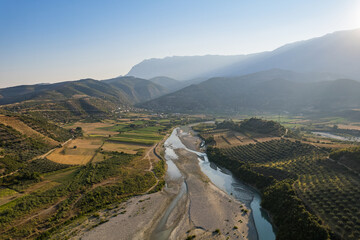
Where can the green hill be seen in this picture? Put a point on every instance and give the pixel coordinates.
(269, 91)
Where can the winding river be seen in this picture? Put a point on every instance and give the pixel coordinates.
(222, 178)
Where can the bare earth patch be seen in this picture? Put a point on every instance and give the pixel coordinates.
(21, 127)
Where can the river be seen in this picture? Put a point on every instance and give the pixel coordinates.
(223, 179)
(337, 137)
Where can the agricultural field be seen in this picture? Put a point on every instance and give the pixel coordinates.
(77, 152)
(329, 188)
(104, 163)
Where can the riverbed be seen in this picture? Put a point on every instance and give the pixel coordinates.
(224, 180)
(337, 137)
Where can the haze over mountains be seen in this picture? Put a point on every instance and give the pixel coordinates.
(268, 91)
(306, 76)
(336, 53)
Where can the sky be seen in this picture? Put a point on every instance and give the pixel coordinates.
(45, 41)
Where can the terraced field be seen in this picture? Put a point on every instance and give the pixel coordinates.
(328, 189)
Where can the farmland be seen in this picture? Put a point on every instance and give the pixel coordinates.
(328, 188)
(104, 163)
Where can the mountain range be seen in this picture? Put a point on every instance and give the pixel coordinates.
(269, 91)
(335, 54)
(307, 76)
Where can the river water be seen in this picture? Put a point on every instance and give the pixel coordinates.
(223, 179)
(337, 137)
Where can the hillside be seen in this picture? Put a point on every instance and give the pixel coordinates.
(80, 99)
(269, 91)
(332, 55)
(24, 137)
(168, 83)
(136, 89)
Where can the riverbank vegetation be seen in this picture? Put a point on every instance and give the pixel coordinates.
(309, 195)
(45, 187)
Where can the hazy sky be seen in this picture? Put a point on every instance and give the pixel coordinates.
(60, 40)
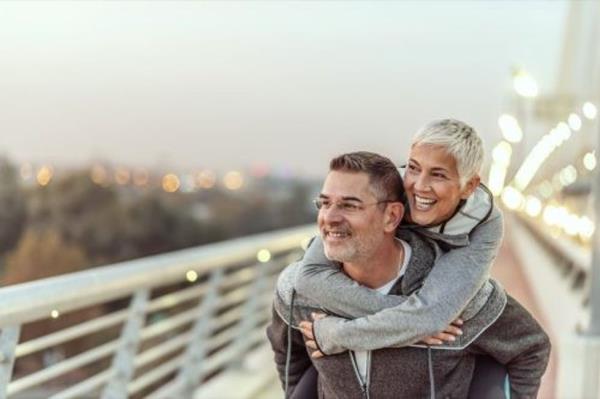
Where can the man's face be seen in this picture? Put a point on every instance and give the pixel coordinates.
(432, 184)
(350, 221)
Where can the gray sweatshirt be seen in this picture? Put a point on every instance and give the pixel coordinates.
(458, 285)
(502, 330)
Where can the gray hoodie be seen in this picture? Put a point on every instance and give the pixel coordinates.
(501, 329)
(458, 285)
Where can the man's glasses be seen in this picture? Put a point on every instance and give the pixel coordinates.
(347, 207)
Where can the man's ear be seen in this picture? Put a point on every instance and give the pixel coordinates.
(470, 187)
(393, 216)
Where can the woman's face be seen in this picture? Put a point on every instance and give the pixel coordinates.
(432, 184)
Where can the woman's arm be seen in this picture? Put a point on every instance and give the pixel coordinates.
(451, 284)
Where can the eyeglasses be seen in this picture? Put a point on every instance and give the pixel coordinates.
(347, 207)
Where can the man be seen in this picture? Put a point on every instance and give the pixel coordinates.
(360, 209)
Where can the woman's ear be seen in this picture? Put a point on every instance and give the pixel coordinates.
(470, 187)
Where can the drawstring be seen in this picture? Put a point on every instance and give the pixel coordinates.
(431, 378)
(288, 355)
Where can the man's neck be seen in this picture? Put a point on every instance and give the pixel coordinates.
(379, 269)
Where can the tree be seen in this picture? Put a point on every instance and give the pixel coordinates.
(13, 212)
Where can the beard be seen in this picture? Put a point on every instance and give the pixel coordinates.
(354, 249)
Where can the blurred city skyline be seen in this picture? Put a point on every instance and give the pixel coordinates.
(228, 85)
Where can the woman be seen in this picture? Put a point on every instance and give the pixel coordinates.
(446, 203)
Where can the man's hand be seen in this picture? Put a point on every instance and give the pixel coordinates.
(306, 328)
(448, 335)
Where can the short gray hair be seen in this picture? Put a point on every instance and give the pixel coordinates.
(459, 140)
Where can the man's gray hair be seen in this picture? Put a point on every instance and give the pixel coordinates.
(459, 140)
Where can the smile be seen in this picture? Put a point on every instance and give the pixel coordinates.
(336, 235)
(424, 204)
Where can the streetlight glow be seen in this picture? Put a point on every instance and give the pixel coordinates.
(589, 160)
(589, 110)
(510, 128)
(574, 122)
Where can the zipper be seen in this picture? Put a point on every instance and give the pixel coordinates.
(364, 385)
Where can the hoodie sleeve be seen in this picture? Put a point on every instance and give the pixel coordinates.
(519, 342)
(454, 280)
(277, 332)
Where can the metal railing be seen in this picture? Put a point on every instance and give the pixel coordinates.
(173, 320)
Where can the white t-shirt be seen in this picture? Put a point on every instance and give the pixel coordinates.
(361, 356)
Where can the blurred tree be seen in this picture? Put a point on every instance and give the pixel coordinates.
(13, 213)
(41, 254)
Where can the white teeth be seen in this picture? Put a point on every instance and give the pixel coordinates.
(337, 234)
(424, 201)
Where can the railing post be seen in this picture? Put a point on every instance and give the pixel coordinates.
(192, 367)
(9, 337)
(122, 368)
(250, 313)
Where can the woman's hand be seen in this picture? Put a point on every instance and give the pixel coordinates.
(307, 330)
(448, 335)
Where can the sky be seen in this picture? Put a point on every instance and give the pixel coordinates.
(230, 84)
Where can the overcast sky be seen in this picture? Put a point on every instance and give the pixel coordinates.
(232, 84)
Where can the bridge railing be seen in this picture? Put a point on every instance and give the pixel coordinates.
(151, 327)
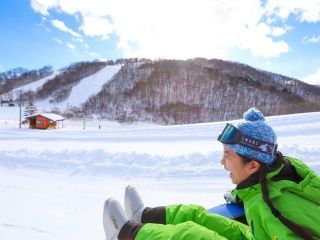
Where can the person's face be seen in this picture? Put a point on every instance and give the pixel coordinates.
(239, 170)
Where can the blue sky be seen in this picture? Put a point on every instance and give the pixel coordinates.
(274, 35)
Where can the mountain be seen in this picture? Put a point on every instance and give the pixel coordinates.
(171, 91)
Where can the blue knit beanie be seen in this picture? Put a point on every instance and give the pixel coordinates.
(254, 125)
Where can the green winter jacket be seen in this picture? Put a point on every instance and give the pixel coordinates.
(298, 199)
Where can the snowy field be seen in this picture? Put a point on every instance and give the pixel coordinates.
(53, 183)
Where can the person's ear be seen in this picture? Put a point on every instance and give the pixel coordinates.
(254, 166)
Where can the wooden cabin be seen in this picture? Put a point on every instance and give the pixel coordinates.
(46, 121)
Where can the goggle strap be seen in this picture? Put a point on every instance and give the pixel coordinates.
(258, 145)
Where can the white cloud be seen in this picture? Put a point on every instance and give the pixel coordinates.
(186, 28)
(306, 11)
(314, 39)
(58, 40)
(313, 78)
(61, 26)
(71, 46)
(96, 26)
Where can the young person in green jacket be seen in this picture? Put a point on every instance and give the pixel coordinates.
(280, 195)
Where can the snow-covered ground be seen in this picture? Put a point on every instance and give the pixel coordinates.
(53, 183)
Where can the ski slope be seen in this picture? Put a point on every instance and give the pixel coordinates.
(36, 84)
(89, 86)
(53, 183)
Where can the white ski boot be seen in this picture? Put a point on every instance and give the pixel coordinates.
(133, 204)
(113, 218)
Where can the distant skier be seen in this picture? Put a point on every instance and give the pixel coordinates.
(281, 196)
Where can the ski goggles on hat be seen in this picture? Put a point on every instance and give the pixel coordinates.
(232, 135)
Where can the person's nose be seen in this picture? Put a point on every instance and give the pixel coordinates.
(223, 161)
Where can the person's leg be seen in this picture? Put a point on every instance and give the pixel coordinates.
(183, 231)
(177, 214)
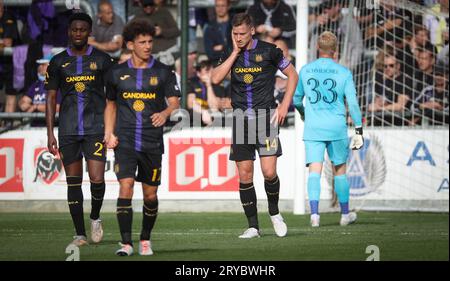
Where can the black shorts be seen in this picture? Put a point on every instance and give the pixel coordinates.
(6, 78)
(256, 133)
(148, 165)
(73, 148)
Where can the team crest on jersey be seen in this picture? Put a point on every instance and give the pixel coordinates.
(79, 87)
(366, 168)
(248, 78)
(48, 168)
(138, 105)
(153, 81)
(93, 65)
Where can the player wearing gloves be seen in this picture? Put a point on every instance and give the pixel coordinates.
(327, 85)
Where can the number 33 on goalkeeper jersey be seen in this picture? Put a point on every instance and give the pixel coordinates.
(327, 85)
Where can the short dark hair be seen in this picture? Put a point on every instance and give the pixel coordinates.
(81, 17)
(203, 64)
(137, 27)
(242, 18)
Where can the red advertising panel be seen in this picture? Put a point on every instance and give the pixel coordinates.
(11, 158)
(201, 165)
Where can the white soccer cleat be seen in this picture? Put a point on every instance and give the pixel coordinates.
(348, 218)
(279, 225)
(250, 233)
(315, 220)
(79, 240)
(96, 231)
(125, 250)
(145, 248)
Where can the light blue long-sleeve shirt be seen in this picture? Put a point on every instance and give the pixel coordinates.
(327, 85)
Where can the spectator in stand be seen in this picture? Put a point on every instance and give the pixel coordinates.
(281, 79)
(107, 30)
(332, 19)
(125, 55)
(420, 40)
(393, 93)
(166, 27)
(35, 98)
(192, 59)
(423, 74)
(391, 26)
(203, 95)
(275, 19)
(8, 37)
(217, 37)
(438, 24)
(433, 101)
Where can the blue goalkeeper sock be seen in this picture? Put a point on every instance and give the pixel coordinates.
(342, 188)
(314, 192)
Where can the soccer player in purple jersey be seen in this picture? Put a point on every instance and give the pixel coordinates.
(136, 111)
(253, 65)
(78, 73)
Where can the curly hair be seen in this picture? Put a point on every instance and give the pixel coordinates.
(137, 27)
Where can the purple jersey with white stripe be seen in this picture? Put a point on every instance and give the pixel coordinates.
(253, 76)
(139, 93)
(80, 79)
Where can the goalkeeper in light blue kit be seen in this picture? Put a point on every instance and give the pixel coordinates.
(327, 86)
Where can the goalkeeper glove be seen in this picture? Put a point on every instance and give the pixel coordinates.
(357, 140)
(301, 110)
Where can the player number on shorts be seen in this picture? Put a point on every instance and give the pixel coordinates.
(272, 144)
(156, 175)
(98, 152)
(330, 83)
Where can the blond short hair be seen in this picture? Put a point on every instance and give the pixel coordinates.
(327, 42)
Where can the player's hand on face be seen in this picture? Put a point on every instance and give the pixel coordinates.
(206, 117)
(52, 145)
(206, 78)
(158, 119)
(236, 48)
(261, 28)
(158, 31)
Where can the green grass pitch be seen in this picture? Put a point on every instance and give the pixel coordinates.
(213, 236)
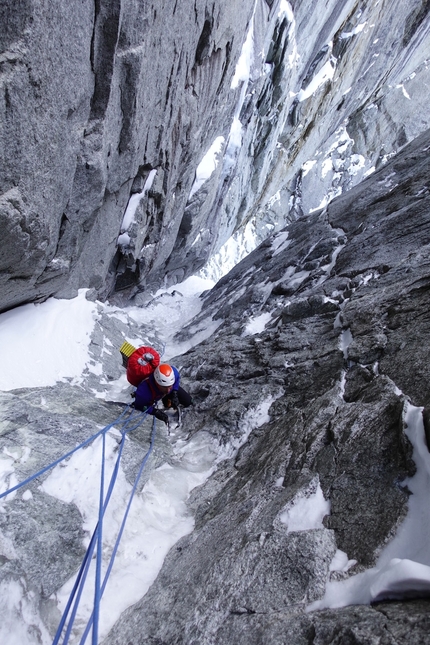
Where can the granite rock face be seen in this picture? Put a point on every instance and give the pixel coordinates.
(99, 101)
(336, 287)
(325, 328)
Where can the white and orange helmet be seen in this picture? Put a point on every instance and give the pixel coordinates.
(164, 375)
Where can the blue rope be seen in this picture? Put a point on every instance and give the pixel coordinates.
(83, 572)
(99, 548)
(121, 530)
(68, 454)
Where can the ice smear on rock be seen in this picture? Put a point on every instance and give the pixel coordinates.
(403, 568)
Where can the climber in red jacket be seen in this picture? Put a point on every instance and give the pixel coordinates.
(163, 384)
(141, 364)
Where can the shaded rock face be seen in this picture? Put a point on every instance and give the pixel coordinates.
(95, 97)
(357, 270)
(325, 326)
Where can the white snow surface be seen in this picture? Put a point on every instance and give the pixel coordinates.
(306, 512)
(207, 165)
(53, 338)
(403, 568)
(45, 343)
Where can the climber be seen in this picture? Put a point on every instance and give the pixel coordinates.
(141, 363)
(162, 384)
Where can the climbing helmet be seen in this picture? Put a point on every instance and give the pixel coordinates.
(164, 375)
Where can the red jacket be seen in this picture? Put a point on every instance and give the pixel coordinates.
(138, 368)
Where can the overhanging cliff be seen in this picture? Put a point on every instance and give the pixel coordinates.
(98, 98)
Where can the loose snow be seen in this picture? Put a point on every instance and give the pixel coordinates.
(57, 335)
(304, 513)
(46, 343)
(403, 568)
(207, 165)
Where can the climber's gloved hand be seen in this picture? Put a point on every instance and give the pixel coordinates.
(162, 416)
(174, 399)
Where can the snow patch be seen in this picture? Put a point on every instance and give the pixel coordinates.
(46, 343)
(207, 165)
(403, 568)
(306, 511)
(257, 324)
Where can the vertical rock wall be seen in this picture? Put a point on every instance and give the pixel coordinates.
(98, 98)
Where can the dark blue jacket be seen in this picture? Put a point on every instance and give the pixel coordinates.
(147, 392)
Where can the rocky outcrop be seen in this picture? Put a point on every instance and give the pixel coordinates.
(334, 289)
(325, 326)
(105, 101)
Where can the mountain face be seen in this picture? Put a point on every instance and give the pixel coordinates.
(102, 102)
(322, 333)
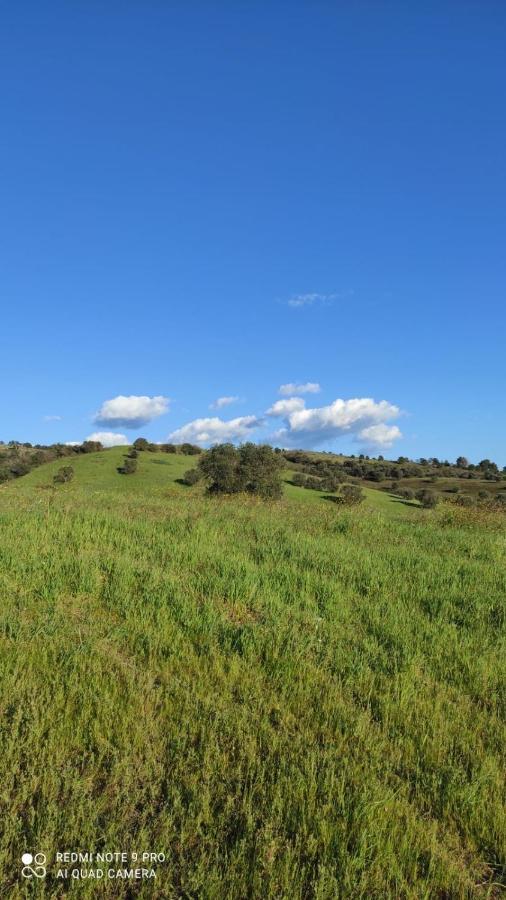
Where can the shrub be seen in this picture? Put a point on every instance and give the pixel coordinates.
(466, 500)
(260, 470)
(190, 449)
(191, 476)
(253, 468)
(352, 494)
(428, 499)
(129, 467)
(90, 447)
(64, 474)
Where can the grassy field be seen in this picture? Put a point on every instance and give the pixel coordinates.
(289, 700)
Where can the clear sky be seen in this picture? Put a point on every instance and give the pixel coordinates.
(214, 199)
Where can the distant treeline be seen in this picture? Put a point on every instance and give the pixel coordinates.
(381, 469)
(18, 459)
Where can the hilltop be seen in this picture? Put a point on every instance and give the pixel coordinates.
(287, 698)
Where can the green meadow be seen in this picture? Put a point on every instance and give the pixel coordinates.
(288, 699)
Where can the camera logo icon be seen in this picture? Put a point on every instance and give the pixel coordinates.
(33, 866)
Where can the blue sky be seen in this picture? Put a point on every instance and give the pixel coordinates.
(205, 200)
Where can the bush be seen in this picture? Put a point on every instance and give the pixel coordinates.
(90, 447)
(129, 466)
(191, 476)
(428, 499)
(190, 449)
(260, 471)
(64, 474)
(253, 468)
(352, 494)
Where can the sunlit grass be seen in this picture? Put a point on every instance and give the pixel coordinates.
(290, 700)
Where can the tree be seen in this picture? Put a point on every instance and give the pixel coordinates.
(220, 467)
(64, 474)
(351, 494)
(427, 499)
(129, 467)
(251, 468)
(260, 470)
(190, 449)
(191, 477)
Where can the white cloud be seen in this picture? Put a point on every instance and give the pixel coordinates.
(379, 435)
(299, 300)
(131, 412)
(109, 438)
(223, 401)
(362, 418)
(309, 387)
(215, 430)
(285, 407)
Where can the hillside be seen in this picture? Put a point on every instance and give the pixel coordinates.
(288, 699)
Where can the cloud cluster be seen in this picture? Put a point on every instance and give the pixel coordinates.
(109, 438)
(308, 387)
(285, 407)
(131, 412)
(215, 430)
(299, 300)
(360, 418)
(223, 401)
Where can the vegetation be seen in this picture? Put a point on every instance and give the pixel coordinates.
(64, 474)
(427, 499)
(252, 468)
(17, 459)
(289, 700)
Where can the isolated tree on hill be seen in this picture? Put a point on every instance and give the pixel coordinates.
(259, 470)
(351, 494)
(220, 466)
(91, 447)
(191, 476)
(428, 499)
(64, 474)
(251, 468)
(190, 449)
(129, 467)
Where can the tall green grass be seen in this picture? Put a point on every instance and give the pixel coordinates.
(289, 701)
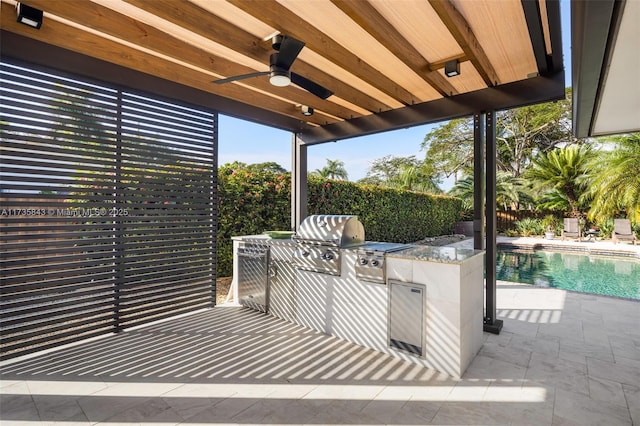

..............................

• [Description of the task]:
List each line in the items above that contains the string "goalkeeper", reproducing every such line in full.

• [Complete output]:
Where can the number 33 on goalkeeper jersey be seen in this picture? Put a point on every instance and give the pixel coordinates.
Where can the blue goalkeeper sock be seen in this picture? Put a point on every instance and give the pixel coordinates.
Where can the goalkeeper in light blue kit be seen in this picture? Put a point on every instance and give the pixel coordinates.
Where can the goalkeeper glove be seen in this picture? Put a point on every instance and give the pixel coordinates.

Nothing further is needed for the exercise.